The request:
Present the lines from the one containing "Query: cabinet leg" through the one containing "Give the mask of the cabinet" as a numbered list, both included and blank lines omitted.

(Outline entries for images)
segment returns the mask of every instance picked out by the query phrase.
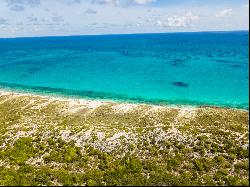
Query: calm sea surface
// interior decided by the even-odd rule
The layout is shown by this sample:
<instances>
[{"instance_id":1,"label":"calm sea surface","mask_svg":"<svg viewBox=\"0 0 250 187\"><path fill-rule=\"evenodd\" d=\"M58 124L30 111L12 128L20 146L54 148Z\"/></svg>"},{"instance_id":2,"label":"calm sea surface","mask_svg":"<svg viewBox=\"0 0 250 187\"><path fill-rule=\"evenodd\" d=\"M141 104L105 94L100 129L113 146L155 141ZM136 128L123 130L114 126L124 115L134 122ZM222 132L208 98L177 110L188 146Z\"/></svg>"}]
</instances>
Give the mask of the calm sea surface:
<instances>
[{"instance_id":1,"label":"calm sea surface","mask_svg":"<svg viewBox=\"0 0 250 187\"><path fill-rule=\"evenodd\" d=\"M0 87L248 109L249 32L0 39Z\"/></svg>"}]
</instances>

--

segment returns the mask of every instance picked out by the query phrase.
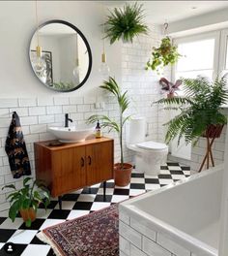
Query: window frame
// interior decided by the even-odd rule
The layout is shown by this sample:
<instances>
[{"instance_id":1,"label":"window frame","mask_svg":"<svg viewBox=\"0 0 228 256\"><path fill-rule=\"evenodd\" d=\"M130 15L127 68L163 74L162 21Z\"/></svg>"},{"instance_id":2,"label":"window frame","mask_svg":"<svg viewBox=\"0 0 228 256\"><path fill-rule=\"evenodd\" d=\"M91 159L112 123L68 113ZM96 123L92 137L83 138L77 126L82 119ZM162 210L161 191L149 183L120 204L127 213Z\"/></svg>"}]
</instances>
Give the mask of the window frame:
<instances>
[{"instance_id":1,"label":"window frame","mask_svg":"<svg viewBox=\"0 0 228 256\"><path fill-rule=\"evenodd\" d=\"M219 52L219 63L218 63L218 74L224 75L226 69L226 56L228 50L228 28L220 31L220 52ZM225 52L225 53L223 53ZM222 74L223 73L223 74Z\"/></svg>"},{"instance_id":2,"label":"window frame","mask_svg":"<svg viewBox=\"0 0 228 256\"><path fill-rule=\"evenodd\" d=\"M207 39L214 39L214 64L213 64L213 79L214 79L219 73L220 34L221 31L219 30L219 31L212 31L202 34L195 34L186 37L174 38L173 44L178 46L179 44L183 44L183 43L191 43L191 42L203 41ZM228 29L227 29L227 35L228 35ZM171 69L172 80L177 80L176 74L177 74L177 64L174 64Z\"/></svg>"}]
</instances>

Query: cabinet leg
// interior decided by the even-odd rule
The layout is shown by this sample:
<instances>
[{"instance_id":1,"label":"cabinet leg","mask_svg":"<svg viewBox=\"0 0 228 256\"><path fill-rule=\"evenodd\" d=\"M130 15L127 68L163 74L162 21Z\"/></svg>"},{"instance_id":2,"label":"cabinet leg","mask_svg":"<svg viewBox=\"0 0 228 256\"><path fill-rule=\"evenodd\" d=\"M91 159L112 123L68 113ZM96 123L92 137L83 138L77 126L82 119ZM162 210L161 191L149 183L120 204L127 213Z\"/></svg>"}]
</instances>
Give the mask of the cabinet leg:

Correct answer:
1. Query: cabinet leg
2. // interior decided by the even-odd rule
3. The layout is shown by this sample:
4. <instances>
5. [{"instance_id":1,"label":"cabinet leg","mask_svg":"<svg viewBox=\"0 0 228 256\"><path fill-rule=\"evenodd\" d=\"M130 15L127 68L163 74L162 21Z\"/></svg>"},{"instance_id":2,"label":"cabinet leg","mask_svg":"<svg viewBox=\"0 0 228 256\"><path fill-rule=\"evenodd\" d=\"M91 159L112 123L68 113ZM96 123L92 137L83 138L77 126L82 119ZM162 210L161 191L149 183L120 204L127 213Z\"/></svg>"}]
6. </instances>
7. Give the mask of the cabinet leg:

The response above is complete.